▶ _Action item_
For each line below that includes the word "rear", make a copy.

(Records for the exercise)

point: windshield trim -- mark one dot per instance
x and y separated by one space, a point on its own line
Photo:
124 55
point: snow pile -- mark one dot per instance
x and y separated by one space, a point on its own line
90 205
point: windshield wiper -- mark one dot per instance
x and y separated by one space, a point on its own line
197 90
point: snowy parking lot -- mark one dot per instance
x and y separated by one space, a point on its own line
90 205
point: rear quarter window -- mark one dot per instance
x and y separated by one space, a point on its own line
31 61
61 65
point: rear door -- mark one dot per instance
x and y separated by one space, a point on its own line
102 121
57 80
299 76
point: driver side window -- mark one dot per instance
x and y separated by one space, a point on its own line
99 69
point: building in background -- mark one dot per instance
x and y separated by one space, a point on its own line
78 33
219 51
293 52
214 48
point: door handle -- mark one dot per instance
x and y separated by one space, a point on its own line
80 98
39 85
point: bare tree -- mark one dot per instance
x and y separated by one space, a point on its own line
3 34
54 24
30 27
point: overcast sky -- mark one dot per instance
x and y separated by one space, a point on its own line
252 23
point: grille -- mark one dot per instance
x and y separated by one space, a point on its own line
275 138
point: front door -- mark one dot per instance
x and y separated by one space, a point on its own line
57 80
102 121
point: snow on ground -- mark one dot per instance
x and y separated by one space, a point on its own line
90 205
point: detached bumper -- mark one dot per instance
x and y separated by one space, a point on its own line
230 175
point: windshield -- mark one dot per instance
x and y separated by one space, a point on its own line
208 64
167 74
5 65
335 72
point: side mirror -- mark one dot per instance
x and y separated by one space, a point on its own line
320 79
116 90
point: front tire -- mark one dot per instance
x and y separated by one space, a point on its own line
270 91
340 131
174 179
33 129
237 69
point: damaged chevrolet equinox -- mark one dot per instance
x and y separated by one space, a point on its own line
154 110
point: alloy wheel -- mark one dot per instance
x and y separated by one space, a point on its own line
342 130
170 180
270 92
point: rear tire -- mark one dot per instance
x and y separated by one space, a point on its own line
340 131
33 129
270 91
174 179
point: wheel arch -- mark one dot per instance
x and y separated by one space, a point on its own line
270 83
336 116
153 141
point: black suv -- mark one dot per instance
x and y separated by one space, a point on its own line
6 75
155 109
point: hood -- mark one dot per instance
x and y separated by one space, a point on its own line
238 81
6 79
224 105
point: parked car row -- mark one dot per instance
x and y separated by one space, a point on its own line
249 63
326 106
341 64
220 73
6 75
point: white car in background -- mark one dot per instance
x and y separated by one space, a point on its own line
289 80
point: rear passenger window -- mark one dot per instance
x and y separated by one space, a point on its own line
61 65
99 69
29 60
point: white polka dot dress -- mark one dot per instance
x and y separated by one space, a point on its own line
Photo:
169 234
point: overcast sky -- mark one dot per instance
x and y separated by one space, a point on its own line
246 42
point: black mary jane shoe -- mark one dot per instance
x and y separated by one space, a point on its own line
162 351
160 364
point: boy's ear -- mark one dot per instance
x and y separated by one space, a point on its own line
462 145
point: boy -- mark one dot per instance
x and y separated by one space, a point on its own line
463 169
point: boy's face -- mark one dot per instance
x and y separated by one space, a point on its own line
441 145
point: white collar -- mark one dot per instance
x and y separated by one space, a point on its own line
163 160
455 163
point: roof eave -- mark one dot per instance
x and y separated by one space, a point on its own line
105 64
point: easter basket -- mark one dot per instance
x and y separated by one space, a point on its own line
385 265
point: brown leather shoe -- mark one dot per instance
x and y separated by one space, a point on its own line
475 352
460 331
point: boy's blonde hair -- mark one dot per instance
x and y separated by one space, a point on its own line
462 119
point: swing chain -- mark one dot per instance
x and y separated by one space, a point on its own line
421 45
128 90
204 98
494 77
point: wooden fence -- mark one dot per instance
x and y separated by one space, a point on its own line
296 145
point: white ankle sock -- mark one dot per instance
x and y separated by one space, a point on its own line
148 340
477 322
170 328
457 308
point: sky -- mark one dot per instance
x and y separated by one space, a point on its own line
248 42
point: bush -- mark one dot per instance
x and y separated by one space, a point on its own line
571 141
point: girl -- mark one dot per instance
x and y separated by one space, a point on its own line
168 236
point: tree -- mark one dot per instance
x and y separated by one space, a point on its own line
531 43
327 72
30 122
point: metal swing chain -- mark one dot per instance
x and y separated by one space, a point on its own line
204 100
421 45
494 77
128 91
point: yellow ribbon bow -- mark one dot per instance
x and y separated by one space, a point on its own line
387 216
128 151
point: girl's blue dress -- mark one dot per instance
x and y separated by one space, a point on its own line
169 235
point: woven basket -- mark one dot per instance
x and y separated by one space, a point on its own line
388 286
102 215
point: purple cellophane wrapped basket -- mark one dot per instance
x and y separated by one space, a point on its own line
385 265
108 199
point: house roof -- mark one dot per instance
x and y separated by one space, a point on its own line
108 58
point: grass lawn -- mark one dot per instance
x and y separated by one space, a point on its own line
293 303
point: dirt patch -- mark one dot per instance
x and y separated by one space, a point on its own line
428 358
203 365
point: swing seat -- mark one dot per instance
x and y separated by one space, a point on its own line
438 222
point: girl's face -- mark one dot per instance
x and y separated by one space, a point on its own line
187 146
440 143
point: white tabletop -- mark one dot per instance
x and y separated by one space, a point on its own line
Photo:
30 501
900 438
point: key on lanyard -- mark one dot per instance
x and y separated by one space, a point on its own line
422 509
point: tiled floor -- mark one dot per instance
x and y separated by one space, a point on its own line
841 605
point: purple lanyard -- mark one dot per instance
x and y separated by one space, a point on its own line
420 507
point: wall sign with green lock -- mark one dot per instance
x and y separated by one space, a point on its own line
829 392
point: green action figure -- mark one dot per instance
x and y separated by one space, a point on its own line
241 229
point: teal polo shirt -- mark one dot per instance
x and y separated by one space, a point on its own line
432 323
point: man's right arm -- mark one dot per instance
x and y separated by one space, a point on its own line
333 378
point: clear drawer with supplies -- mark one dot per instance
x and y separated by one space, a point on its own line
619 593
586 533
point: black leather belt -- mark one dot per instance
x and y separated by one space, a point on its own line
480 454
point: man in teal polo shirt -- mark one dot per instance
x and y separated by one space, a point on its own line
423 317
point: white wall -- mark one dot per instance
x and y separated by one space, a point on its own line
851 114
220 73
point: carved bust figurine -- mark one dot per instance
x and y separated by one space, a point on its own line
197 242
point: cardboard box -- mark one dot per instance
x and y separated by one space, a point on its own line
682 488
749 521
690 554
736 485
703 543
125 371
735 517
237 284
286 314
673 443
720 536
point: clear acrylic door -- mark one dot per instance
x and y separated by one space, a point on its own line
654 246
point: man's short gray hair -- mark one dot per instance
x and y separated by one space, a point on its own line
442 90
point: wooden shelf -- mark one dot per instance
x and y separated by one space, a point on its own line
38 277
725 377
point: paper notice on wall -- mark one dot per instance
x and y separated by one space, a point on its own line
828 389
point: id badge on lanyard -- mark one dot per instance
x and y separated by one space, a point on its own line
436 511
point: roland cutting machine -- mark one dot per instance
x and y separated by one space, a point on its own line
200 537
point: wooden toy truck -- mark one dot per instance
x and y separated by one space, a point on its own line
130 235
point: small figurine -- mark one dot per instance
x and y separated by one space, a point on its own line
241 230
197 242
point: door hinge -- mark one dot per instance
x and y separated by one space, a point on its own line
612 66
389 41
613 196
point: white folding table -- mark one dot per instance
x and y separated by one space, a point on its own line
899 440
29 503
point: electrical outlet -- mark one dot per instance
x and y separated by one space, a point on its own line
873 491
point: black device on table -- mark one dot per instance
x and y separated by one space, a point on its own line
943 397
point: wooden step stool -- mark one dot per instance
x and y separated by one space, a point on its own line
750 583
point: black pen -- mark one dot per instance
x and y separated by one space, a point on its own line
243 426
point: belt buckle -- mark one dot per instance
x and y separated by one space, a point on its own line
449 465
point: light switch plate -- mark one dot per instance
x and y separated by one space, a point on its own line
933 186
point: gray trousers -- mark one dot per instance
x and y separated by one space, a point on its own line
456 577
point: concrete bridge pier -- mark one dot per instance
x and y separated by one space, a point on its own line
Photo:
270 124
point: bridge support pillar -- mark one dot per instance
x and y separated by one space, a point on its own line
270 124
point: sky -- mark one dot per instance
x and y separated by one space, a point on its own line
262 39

(End Records for the exercise)

▶ _Finished exercise_
point: rear quarter window -- mark one dot per instance
point: rear door -- mark one dot per instance
point: rear tire -- mark one dot per instance
point: rear passenger window -- mark one dot per instance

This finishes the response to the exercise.